*GIVEN PROBLEM*: Render the records as a Markdown table with two columns, "Row" for the row number and "Line" for the line itself, leaving out blank lines. Begin at the start of the records and stop after the line that contains "<point>954,378</point>".

★ ★ ★

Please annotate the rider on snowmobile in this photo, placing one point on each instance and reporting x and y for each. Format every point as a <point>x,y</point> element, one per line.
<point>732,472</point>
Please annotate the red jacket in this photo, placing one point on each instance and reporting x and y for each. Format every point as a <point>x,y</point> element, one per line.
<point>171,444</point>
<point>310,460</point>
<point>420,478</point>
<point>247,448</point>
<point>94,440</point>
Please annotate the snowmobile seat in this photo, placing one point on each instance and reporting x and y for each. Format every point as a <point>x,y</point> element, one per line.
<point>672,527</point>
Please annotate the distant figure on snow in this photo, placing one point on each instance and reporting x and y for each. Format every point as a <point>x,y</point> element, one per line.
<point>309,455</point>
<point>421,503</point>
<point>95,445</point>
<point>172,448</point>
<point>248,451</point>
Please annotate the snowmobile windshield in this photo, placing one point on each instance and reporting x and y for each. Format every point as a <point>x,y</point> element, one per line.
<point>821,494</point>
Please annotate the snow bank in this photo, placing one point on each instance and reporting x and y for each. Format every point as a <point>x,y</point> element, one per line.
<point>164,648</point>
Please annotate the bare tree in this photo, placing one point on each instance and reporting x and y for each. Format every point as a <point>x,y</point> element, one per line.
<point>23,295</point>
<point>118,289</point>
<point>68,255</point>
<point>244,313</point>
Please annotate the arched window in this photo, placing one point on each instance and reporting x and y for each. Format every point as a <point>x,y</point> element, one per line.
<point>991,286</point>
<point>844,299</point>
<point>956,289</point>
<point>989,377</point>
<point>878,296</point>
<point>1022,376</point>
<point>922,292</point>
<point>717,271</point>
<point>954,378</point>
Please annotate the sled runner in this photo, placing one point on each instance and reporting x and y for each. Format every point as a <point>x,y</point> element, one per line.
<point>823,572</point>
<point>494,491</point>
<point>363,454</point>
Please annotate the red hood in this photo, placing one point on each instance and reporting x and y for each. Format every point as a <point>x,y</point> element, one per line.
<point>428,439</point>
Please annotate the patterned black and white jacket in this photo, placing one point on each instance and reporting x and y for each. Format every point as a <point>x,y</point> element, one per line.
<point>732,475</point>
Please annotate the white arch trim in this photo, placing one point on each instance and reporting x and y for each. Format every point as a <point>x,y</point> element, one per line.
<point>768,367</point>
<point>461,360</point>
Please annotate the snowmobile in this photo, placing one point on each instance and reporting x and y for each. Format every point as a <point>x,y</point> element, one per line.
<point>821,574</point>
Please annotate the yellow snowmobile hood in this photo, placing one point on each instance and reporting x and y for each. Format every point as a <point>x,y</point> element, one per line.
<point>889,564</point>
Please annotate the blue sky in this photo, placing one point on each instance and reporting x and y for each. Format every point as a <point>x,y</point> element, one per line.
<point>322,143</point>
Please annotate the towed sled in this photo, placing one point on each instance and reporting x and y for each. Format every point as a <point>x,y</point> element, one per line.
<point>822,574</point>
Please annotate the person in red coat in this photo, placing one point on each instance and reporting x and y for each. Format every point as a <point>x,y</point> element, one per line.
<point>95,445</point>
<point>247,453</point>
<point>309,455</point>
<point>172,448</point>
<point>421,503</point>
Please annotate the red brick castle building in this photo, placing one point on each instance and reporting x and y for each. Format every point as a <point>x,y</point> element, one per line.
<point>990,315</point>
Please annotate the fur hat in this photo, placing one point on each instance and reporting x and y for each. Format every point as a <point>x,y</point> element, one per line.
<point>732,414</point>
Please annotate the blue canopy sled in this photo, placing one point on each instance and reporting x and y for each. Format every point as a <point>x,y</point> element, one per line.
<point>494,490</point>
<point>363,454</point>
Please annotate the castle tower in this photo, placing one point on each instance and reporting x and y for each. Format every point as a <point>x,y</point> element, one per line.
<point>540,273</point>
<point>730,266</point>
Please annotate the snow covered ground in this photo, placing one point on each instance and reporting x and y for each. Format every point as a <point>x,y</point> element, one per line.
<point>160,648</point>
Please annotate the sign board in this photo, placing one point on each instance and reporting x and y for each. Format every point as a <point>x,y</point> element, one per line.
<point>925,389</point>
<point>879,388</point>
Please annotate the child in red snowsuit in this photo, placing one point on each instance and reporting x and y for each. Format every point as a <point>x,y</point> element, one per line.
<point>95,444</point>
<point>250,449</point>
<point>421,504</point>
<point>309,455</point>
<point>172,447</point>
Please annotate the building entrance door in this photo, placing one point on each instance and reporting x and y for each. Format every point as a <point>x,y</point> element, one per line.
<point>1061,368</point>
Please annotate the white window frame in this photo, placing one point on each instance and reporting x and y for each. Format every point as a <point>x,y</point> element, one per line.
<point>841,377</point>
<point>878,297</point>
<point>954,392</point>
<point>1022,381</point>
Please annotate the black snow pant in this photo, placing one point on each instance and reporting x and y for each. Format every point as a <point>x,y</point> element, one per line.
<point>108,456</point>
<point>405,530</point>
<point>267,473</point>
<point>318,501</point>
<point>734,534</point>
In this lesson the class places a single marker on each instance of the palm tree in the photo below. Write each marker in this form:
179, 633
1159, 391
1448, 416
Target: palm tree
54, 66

★ ★ ★

*OUTPUT FOR THIS TASK*:
| Row | Line |
|---|---|
| 1 | Please annotate the rider on snowmobile in this photo, placing one point on each instance and reporting x and y for each. Format every point as a <point>x,y</point> element, one per line. |
| 2 | <point>732,472</point> |
| 3 | Please annotate the red jacket in this photo, placing one point on each instance and reporting x and y for each. Format every point as a <point>x,y</point> element, one per line. |
| 4 | <point>171,444</point> |
| 5 | <point>310,460</point> |
| 6 | <point>420,478</point> |
| 7 | <point>247,448</point> |
| 8 | <point>94,440</point> |
| 9 | Please annotate the snowmobile seat in this photo, placing one point on each instance and reporting x and y for each. Format every point as a <point>x,y</point> element, one per line. |
| 10 | <point>672,527</point> |
| 11 | Please annotate the distant figure on snow in this photo, placing one point on each instance and reporting x and y for each. Format every point as a <point>x,y</point> element, one per line. |
| 12 | <point>309,455</point> |
| 13 | <point>421,503</point> |
| 14 | <point>95,445</point> |
| 15 | <point>172,448</point> |
| 16 | <point>248,451</point> |
| 17 | Please annotate the snowmobile windshield in this photo, placing one point on each instance and reporting x and y for each. Format every point as a <point>x,y</point> element, one per line. |
| 18 | <point>821,494</point> |
| 19 | Please annotate the snow bank in this photo, placing one point on each instance and reporting x and y for each. Format every point as a <point>x,y</point> element, one per line. |
| 20 | <point>164,648</point> |
| 21 | Please annotate the bare tree in this photo, placing one point on each instance and reporting x and y for each. Format every point as a <point>x,y</point> element, one per line. |
| 22 | <point>23,295</point> |
| 23 | <point>118,289</point> |
| 24 | <point>68,255</point> |
| 25 | <point>244,313</point> |
| 26 | Please annotate the arched window in this photo, placing one point on each instance and reporting x and y for each. Format every point as a <point>x,y</point> element, one per line. |
| 27 | <point>991,286</point> |
| 28 | <point>844,299</point> |
| 29 | <point>956,289</point> |
| 30 | <point>989,377</point> |
| 31 | <point>878,296</point> |
| 32 | <point>1022,376</point> |
| 33 | <point>922,292</point> |
| 34 | <point>717,271</point> |
| 35 | <point>954,378</point> |